=== THE DATA ===

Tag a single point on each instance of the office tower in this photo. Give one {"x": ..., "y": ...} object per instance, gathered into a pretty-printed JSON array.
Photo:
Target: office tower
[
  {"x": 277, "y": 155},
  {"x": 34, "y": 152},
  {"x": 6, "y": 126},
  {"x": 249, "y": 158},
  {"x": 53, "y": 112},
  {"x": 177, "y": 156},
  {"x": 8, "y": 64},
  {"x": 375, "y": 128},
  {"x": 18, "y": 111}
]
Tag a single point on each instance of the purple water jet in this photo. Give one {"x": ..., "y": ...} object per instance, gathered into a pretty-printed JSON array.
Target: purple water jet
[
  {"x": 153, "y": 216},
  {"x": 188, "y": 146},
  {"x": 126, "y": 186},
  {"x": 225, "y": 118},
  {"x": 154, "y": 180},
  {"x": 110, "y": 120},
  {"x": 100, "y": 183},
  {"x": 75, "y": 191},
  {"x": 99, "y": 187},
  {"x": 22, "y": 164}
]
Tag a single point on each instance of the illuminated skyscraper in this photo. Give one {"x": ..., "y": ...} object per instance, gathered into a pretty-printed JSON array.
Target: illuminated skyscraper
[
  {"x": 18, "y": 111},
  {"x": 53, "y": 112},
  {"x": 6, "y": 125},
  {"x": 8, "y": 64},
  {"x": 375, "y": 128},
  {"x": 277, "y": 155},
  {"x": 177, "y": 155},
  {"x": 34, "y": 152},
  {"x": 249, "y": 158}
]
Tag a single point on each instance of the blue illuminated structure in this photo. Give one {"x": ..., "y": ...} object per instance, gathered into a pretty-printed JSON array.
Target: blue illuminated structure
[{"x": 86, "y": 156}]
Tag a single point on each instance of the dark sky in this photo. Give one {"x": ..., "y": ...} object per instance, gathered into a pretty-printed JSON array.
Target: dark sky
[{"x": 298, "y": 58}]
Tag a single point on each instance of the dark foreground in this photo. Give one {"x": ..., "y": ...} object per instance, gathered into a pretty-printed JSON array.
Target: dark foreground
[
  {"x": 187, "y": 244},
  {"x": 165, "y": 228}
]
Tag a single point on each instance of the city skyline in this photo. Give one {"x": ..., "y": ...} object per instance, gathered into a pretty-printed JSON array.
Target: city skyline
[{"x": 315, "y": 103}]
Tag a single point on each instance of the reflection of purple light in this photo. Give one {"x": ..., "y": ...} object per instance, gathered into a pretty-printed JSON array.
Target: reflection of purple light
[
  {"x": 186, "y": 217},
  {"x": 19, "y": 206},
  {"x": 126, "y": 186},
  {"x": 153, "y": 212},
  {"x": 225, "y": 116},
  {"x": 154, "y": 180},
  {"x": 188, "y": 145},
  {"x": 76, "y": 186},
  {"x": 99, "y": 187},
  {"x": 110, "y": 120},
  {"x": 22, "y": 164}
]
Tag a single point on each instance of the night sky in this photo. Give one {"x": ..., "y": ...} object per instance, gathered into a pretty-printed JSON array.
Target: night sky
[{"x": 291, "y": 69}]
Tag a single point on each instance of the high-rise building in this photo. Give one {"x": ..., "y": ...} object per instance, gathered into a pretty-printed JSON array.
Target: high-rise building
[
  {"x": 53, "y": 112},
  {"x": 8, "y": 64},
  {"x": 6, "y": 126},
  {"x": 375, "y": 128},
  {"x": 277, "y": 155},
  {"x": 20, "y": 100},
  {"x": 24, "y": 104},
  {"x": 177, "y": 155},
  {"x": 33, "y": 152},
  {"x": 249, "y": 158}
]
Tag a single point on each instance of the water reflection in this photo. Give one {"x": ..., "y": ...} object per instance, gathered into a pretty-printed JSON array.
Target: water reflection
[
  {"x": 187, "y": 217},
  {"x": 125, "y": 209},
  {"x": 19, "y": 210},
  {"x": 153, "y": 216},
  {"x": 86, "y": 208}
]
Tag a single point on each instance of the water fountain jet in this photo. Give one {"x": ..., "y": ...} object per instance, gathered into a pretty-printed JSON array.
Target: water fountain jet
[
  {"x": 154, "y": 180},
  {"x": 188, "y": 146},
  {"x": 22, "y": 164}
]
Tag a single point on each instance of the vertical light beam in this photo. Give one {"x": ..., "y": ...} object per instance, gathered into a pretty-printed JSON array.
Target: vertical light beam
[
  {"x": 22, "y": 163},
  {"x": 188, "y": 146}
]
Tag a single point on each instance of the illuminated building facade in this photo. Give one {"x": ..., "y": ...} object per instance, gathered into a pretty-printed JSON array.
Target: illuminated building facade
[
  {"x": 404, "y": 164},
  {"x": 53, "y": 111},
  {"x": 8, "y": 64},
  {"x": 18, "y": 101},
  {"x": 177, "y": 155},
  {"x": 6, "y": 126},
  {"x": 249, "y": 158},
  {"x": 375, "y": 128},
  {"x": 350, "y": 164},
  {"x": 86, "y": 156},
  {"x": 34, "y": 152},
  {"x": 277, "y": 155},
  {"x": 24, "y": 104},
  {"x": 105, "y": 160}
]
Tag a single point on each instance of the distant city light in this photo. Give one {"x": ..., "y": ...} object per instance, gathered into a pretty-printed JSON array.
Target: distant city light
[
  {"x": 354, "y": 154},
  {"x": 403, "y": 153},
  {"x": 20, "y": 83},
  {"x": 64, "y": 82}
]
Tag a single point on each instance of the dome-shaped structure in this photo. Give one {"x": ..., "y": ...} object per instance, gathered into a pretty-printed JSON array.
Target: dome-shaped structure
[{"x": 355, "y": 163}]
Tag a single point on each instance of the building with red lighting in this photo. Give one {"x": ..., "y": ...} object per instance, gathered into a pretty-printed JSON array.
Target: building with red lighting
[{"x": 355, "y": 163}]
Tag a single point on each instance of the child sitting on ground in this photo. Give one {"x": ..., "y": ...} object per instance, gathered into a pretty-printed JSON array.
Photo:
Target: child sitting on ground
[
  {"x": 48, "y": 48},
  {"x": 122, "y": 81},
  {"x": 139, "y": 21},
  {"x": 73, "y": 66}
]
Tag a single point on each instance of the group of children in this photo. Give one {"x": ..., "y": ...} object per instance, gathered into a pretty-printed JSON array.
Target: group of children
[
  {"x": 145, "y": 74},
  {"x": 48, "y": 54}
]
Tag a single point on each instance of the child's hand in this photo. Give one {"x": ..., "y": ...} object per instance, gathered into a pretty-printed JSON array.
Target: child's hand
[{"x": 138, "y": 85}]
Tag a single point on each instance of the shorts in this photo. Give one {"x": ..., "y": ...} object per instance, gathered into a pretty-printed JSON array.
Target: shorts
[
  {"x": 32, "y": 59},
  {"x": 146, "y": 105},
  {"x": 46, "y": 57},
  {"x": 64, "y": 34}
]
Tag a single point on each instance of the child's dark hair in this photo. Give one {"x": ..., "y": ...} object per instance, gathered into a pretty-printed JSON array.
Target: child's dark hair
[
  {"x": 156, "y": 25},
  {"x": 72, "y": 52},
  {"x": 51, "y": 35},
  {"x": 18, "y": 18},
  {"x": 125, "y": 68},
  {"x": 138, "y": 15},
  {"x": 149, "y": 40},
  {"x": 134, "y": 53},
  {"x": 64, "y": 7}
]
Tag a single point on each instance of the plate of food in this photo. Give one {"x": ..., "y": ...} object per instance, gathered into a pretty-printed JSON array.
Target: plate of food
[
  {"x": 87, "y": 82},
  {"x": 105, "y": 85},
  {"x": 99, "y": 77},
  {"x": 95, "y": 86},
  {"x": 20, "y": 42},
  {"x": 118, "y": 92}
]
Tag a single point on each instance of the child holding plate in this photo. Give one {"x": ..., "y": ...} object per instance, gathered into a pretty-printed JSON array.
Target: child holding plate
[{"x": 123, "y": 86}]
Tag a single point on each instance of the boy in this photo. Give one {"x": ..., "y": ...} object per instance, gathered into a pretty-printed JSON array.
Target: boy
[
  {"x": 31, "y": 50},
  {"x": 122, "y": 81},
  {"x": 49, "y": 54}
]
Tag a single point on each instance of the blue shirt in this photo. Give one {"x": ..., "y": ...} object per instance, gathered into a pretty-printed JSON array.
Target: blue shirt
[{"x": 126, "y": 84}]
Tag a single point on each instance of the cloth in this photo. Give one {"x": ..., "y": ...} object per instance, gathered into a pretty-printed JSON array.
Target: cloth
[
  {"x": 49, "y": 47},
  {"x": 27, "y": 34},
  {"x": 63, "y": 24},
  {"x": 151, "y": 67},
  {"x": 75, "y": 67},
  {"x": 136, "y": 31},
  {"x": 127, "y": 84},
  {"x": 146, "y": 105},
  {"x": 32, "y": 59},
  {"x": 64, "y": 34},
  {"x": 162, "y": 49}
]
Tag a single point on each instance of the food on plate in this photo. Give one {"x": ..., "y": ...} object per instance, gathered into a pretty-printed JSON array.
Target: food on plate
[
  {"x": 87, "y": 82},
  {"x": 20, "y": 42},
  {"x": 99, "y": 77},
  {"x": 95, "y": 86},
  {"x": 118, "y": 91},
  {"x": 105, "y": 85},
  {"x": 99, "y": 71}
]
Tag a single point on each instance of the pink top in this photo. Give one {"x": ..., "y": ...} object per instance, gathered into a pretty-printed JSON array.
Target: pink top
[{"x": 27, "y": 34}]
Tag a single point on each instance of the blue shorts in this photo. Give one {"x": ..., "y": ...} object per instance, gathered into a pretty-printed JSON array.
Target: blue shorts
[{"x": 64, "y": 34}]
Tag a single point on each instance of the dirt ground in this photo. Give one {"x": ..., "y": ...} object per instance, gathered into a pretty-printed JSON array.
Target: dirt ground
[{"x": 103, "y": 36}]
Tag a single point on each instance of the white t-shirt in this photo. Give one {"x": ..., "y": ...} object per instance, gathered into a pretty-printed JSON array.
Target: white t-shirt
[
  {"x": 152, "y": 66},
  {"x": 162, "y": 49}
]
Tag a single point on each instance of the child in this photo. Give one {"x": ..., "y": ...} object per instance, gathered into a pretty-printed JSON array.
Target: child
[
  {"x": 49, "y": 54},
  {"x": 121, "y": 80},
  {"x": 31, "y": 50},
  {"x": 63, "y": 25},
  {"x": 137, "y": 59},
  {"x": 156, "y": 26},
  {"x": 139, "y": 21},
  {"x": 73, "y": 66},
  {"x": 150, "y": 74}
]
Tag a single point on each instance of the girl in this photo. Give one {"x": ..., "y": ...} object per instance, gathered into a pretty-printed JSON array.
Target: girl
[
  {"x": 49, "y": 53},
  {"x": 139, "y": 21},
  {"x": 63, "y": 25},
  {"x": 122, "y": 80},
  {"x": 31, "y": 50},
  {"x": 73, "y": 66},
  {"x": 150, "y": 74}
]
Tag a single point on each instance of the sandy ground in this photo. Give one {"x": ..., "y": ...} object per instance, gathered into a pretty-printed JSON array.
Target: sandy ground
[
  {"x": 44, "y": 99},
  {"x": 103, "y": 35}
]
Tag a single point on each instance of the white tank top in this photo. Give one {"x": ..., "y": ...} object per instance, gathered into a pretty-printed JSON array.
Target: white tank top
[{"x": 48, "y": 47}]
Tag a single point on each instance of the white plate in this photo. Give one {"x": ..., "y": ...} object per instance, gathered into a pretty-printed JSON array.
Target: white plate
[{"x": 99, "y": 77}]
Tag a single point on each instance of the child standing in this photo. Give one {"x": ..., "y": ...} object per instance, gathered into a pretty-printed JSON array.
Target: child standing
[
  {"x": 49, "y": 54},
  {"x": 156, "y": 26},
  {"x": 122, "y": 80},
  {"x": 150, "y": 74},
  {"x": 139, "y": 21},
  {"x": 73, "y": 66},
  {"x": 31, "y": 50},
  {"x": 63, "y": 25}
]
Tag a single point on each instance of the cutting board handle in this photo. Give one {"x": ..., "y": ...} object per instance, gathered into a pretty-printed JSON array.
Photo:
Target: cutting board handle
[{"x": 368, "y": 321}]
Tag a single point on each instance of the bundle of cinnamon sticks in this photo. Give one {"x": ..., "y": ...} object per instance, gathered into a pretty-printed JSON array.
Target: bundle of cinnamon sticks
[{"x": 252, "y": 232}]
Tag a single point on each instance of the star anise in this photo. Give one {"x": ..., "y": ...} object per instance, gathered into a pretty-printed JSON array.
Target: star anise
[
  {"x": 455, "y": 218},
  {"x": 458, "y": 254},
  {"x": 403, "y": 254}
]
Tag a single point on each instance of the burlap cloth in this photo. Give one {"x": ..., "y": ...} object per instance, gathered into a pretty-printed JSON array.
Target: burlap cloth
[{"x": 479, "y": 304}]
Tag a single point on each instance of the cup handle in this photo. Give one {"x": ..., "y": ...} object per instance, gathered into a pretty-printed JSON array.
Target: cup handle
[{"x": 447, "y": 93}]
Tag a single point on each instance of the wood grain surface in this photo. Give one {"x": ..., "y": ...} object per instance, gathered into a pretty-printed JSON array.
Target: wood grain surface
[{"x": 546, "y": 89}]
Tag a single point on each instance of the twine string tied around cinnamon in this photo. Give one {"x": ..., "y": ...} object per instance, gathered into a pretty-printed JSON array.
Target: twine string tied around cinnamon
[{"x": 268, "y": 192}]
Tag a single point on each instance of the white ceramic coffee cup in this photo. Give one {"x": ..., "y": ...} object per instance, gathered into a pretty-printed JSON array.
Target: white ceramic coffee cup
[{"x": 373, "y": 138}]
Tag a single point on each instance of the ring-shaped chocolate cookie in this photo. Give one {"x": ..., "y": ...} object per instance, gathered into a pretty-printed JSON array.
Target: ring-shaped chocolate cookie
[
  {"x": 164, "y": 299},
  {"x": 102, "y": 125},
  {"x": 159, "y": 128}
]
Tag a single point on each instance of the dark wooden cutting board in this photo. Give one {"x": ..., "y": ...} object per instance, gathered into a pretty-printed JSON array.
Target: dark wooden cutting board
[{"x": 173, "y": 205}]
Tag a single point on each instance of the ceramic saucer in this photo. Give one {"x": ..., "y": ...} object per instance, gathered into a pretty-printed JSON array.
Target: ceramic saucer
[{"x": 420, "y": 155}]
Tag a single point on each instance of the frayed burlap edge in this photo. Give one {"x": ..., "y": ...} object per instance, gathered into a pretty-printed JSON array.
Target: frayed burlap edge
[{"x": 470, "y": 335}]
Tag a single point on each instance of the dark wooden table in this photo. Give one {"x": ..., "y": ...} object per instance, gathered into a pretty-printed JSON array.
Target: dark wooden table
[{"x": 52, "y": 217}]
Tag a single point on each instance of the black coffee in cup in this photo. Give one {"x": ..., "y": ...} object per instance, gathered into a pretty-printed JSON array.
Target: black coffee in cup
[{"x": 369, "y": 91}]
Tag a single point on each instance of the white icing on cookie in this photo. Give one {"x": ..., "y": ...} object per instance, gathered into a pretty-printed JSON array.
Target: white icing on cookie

===

-- PROBLEM DETAILS --
Echo, word for word, the stretch from the line containing "Tag a single point on each instance of the ring-shaped" through the end of the entries.

-- OUTPUT FOR THIS EXERCISE --
Tag a single point on each instance of the ring-shaped chocolate cookie in this photo. Give one {"x": ..., "y": ...} object per instance, gathered into a pretty-printed JSON array.
Target: ring-shaped chocolate cookie
[
  {"x": 164, "y": 299},
  {"x": 102, "y": 125},
  {"x": 159, "y": 128}
]
Tag a single point on each instance of the dark wooden cutting board in this photo. Give one {"x": ..., "y": ...} object per instance, gathered into a pretty-printed JSON array.
Target: dark wooden cutting board
[{"x": 173, "y": 205}]
Tag a single point on each instance of the ceramic saucer in this photo. Give one {"x": ..., "y": ...} object per instance, gathered into a pretty-printed JSON array.
Target: ceramic saucer
[{"x": 420, "y": 155}]
Tag a single point on each instance of the frayed burlap edge in this photo. Give one {"x": ..., "y": ...} object per instance, gathered into a pretty-printed JSON array.
Target: frayed burlap edge
[{"x": 470, "y": 335}]
Tag a single point on each instance of the dark wooden table in this photo. Give one {"x": ..., "y": ...} object per instance, gathered into a pretty-printed JSON array.
Target: dark wooden table
[{"x": 52, "y": 217}]
Tag a single point on each instance of the black coffee in cup in this photo. Give one {"x": ..., "y": ...} object per instance, gathered into a pretty-printed JSON array.
Target: black coffee in cup
[{"x": 369, "y": 91}]
Tag a single point on each instance of the white icing on cookie in this photo. Give one {"x": ..., "y": ...} object per instance, gathered into a pretty-printed JSON array.
Target: white icing on cookie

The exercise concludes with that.